▸ Vorliegender Auszug:
——————

Unsere eigene Natur ist so niedrig, eitel und ehrgeizig, so erfüllt von ihren Begierden, Vorurteilen und Meinungen, dass sie rettungslos zugrunde gehen würde, wenn sie nicht Versuchungen in Schranken halten würde; wir werden Versuchungen ausgesetzt, damit wir uns selbst kennen lernen und demütig sind. Wisse, dass es die größte Versuchung bedeutet, keine Versuchungen zu erleben, und darum sei froh, wenn sie über dich kommen und widerstehe ihnen entsagend, friedvoll und standhaft.

 

Sei dir klar darüber, dass du nichts für dich selbst tun darfst, dass dir aber bestimmte Pflichten von der Gottheit auferlegt sind, die du erfüllen musst. Suche Gott selbst und nicht Dinge, die er geben kann. Was zu tun ist, muss getan werden, aber nicht, um die Früchte des Tuns zu genießen. Wenn wir alle Handlungen in der festen Überzeugung ausführen, dass sie für uns selbst von keinerlei Wert sind, sondern dass wir sie nur ausführen, weil sie einfach ausgeführt werden müssen - mit anderen Worten, weil es in unserer Natur liegt, tätig zu sein -, dann wird die ichsüchtige Persönlichkeit in uns schwächer und schwächer werden, bis sie schließlich ganz still wird und jener Erkenntnis Raum gibt, die das wahre Selbst offenbart und es in all seinem Glanz erstrahlen lässt.

 

Du darfst es weder einer Freude noch einem Schmerz erlauben, dich von einem einmal gefassten Entschluss abzubringen.

 

Solange der Meister dich nicht aufruft, bei ihm zu sein, verweile bei der Menschheit und wirke selbstlos für ihren Fortschritt. Das allein kann wahre Befriedigung bringen.

——————

▸ Bereitgestelltes Material:
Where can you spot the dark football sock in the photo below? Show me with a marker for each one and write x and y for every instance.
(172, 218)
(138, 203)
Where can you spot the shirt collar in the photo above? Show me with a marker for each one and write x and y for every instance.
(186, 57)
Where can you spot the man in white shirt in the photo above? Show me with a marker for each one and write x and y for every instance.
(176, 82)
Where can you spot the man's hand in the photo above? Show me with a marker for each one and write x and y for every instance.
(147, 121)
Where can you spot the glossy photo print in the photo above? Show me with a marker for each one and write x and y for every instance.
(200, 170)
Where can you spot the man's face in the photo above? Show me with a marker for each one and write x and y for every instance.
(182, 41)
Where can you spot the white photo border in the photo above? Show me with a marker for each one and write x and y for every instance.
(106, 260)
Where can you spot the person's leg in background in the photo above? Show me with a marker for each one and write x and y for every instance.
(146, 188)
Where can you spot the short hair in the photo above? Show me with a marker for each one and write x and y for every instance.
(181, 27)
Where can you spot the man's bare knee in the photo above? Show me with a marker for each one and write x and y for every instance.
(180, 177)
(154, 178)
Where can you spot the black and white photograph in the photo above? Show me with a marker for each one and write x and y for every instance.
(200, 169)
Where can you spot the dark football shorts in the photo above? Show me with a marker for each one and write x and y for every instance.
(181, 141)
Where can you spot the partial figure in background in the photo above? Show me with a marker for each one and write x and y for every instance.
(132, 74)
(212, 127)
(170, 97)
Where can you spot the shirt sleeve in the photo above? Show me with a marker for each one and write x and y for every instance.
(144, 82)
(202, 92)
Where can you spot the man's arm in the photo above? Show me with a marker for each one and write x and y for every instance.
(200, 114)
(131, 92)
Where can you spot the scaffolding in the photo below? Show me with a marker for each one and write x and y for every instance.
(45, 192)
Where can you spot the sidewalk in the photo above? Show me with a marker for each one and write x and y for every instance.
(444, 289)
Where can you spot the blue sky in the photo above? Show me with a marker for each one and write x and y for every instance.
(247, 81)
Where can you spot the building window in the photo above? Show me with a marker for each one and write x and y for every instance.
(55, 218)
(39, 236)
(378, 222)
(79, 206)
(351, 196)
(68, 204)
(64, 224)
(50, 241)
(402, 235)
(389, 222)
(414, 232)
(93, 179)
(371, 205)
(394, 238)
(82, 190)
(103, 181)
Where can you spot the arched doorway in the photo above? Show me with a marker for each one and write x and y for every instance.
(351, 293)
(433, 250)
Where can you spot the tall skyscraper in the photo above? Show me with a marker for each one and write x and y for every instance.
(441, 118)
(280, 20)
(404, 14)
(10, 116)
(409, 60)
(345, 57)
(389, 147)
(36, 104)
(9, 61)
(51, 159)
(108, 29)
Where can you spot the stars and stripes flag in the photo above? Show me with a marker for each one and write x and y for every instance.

——————

▸ Aufgabenstellung 1:
Beantworte anhand des Auszugs:
(a) Wozu werden wir Versuchungen ausgesetzt?
(b) Was soll man suchen anstelle der Dinge, die Gott geben kann?
(c) Was darf einen nicht von einem einmal gefassten Entschluss abbringen?
▸ Aufgabenstellung 2: Erkläre mit der Begründung aus dem Auszug, warum man Handlungen nicht ausführen soll, um ihre Früchte zu genießen. Antworte in höchstens drei Sätzen.
▸ Aufgabenstellung 3: Führe den Auszug über Versuchungen und selbstloses Wirken nach seinem letzten Satz fort.

▸ Endergebnis 1:
(a) Damit wir uns selbst kennen lernen und demütig sind.
(b) Gott selbst.
(c) Weder eine Freude noch ein Schmerz.

▸ Endergebnis 2: Wer alle Handlungen nur ausführt, weil sie ausgeführt werden müssen, und nicht, weil sie für ihn selbst einen Wert haben, schwächt die ichsüchtige Persönlichkeit in sich. Diese wird schließlich ganz still. Dann gibt sie jener Erkenntnis Raum, die das wahre Selbst offenbart und in all seinem Glanz erstrahlen lässt.

▸ Endergebnis 3:
 

Wissen wächst in dem Maß, in dem man es gebraucht - das heißt: je mehr wir lehren, desto mehr lernen wir. Darum, du Sucher der Wahrheit, der du den Glauben eines kleinen Kindes hast und gleichzeitig den Willen eines Eingeweihten - gib von deinen Schätzen dem, der nichts hat, womit er sich erquicken könnte auf seiner Pilgerreise.

 

Ein Schüler muss klar erkennen, dass schon der bloße Gedanke an individuelle Rechte nur eine Wirkung der Giftigkeit der Schlange seines Ichs ist. Er darf nie einen anderen Menschen als eine Person betrachten, die er kritisieren oder verurteilen kann, noch darf er je seine Stimme erheben zur Selbstverteidigung oder um sich zu entschuldigen. Niemand ist dein Feind, niemand ist dein Freund. Ein jeder ist dein Lehrer.

 

Du darfst nicht mehr arbeiten, um irgendeinen Vorteil zu gewinnen, sondern nur, um das Gesetz des Seins zu erfüllen, welches der gerechte Wille Gottes ist.